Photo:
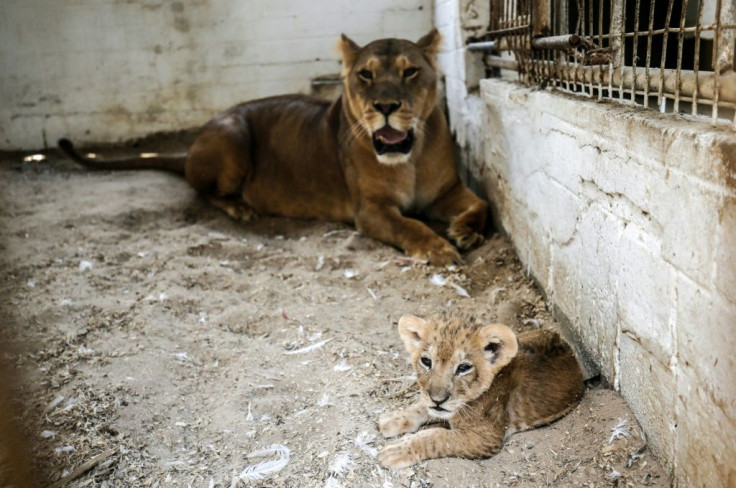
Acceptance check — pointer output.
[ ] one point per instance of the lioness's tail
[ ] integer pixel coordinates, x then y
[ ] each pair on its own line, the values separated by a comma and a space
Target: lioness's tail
164, 162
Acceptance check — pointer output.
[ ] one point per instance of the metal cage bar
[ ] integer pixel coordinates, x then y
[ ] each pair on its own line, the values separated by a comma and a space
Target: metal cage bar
680, 51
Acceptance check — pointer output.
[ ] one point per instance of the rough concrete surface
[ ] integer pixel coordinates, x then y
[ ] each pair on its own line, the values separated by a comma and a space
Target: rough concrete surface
154, 332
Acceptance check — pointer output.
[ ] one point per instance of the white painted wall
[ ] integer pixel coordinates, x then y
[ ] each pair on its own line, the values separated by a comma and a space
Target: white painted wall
627, 219
111, 70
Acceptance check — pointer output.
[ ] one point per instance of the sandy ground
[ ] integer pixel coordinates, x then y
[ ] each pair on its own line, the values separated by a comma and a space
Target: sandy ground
171, 342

What is expected:
Could you put the whole listing above into a numbered list, one line per item, skipping blank lines and leaving the picture out?

Expected answer:
1. Photo:
2. Acceptance check — pointer output.
3. [ ] one point per instance of the lioness's tail
4. [ ] integer pixel coordinates, x then y
5. [ ] each pair on its own line, the values separated by a comma and a space
6. Target: lioness's tail
7. 164, 162
8. Acceptance check — pointer output.
9. [ ] one point per instance of the metal cage bar
10. [ ] integer pixel coordinates, x then y
11. [ ] each pair on its own line, the values separated by a comma and a space
12. Target: metal cage bar
13. 680, 51
14. Acceptance check — pointer output.
15. [ ] one point per instance of the rough concrete surface
16. [ ] integer pixel coordinates, x then y
17. [ ] each pair on its own line, the values separated by a comma and a space
18. Target: rough concrete surface
19. 154, 332
20. Acceptance check — pointer output.
21. [ ] one point per instance of the white painted wall
22. [ ] integer pixel coordinates, x then y
23. [ ] each pair on its own line, the values separated by a comma and a space
24. Target: white painted wall
25. 627, 219
26. 111, 70
27. Acceptance check — pointer output.
28. [ ] one point per instance of the sandy ground
29. [ ] integer pixel coordinates, x then y
30. [ ] each pair on its own line, the values separated by a comma and a space
31. Target: sandy ground
32. 171, 342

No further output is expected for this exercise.